▶ Written request
Print all the records exactly, please.

▶ Provided records
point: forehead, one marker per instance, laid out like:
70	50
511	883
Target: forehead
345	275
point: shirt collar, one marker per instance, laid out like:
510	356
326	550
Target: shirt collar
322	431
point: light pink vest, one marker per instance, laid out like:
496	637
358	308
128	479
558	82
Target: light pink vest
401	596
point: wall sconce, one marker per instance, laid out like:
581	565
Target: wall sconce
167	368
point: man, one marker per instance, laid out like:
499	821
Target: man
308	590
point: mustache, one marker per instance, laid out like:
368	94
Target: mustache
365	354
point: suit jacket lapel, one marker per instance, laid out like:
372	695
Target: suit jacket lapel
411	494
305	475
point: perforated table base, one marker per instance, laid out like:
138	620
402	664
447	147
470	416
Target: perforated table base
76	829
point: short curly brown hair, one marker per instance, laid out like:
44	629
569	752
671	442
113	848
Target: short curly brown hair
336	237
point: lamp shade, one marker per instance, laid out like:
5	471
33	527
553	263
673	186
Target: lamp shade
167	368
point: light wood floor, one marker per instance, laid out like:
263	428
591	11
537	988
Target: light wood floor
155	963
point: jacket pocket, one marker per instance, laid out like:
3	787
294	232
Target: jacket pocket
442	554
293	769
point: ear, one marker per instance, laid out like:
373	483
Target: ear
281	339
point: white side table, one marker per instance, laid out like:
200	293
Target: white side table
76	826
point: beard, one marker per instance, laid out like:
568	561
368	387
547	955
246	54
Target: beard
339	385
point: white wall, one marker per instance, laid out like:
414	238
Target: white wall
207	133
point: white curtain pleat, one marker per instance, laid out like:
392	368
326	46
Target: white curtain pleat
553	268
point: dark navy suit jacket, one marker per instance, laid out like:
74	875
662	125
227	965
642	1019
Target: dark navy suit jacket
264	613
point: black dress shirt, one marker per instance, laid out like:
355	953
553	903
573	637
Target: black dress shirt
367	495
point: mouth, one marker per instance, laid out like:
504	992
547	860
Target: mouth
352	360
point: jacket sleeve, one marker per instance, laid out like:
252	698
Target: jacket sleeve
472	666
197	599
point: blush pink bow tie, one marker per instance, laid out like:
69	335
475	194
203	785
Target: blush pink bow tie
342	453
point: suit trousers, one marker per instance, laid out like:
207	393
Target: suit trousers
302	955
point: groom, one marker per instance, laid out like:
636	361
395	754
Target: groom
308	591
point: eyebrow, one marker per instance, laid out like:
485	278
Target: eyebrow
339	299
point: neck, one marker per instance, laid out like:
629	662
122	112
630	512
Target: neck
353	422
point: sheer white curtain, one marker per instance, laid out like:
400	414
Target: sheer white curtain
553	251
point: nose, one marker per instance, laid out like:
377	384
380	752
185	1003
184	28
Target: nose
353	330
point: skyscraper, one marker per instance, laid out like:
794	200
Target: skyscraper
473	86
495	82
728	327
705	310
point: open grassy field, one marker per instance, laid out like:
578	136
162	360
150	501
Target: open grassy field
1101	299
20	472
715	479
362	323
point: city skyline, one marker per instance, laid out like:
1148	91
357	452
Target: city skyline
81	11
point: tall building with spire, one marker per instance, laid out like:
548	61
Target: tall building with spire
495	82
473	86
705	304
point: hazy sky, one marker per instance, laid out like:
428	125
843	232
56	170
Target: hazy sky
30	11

▶ Worked answer
point: forehead, one marker per instance, laid out like:
70	50
511	883
Target: forehead
345	275
point: shirt collar, one marker per instance, laid out like:
510	356
326	550
Target: shirt collar
322	431
point: light pink vest, one marker per instance, laid out like:
496	637
358	308
128	479
558	82
Target: light pink vest
401	596
point: wall sconce, one marker per instance, laid out like:
581	565
Target: wall sconce
167	368
point: man, one marker per instance, laid out like:
499	821
Target: man
308	590
point: mustache, one marker per instance, laid out like:
368	94
Target: mustache
365	354
point: suit jacket lapel, one marker per instance, laid out like:
372	695
Target: suit jacket lapel
411	494
305	475
point: perforated table base, one marker per instance, laid out like:
138	620
402	664
447	147
470	416
Target: perforated table base
76	829
point: short curly brown hair, one marker per instance, laid out like:
44	629
569	752
671	442
113	848
Target: short curly brown hair
336	237
point: lamp shade, one marker per instance, laid out like:
5	471
33	527
553	263
673	186
Target: lamp shade
167	368
point: light wood floor, one marker per instance, laid out like:
263	428
591	11
537	988
Target: light wood floor
155	963
point: jacket pocket, one marker per instance, laid out like:
3	787
294	232
Target: jacket pocket
442	554
293	769
point: ear, one marker per instance, laid out like:
373	483
Target: ear
281	339
point: white side table, one marker per instance, laid out like:
200	293
Target: white side table
76	826
point: beard, one marker per instance, laid out like:
568	561
368	387
547	955
246	54
Target: beard
339	385
point: white wall, one marker per instance, laid out like:
414	238
Target: white wall
207	133
point: white curtain pleat, one marker per instance, laid out like:
392	368
326	46
Target: white curtain pleat
553	268
point: dark navy suit jacket, one marker per instance, laid out like:
74	875
662	125
227	965
642	1019
Target: dark navy suit jacket
264	613
point: black dress shirt, one marker per instance, laid out like:
355	953
553	903
573	637
Target: black dress shirt
367	495
point: mouth, one marker per instance, laid out like:
504	992
547	860
Target: mouth
352	360
point: jacket sleeve, one marker per instance, laid out like:
252	698
Target: jacket sleeve
472	666
197	599
point: blush pink bow tie, one marker per instance, laid out like:
69	335
475	194
203	785
Target: blush pink bow tie
342	453
point: suit trousers, one marker per instance, laid out like:
207	393
Target: suit trousers
302	955
point: groom, one marker per instance, laid out like:
636	361
395	754
Target: groom
308	591
point: eyebrow, one marker per instance, laid out like:
485	278
Target: eyebrow
339	299
point: neck, one marker per instance, laid out like:
629	662
122	112
630	512
Target: neck
353	422
point: sheer white curtain, one marker per instance, laid out like:
400	414
Target: sheer white curtain
553	251
point: nose, one marker per instance, laid out like:
377	384
380	752
185	1003
184	28
Target: nose
353	330
point: skyscraper, one marker per instance, laid out like:
794	200
Target: skyscraper
473	86
495	82
728	327
705	310
point: open grassy field, one marker per instance, laid out like:
578	136
162	360
150	501
Target: open grassy field
1101	299
20	472
715	479
362	323
point: city skyline, one marker per instance, laid out like:
1148	91
357	452
Target: city skyline
81	11
point: tall building with spire, one marker per instance, laid out like:
548	61
Target: tall building with spire
495	82
473	86
705	304
point: hazy sky, one marker per instance, laid out like:
428	125
843	232
56	170
Target: hazy sky
30	11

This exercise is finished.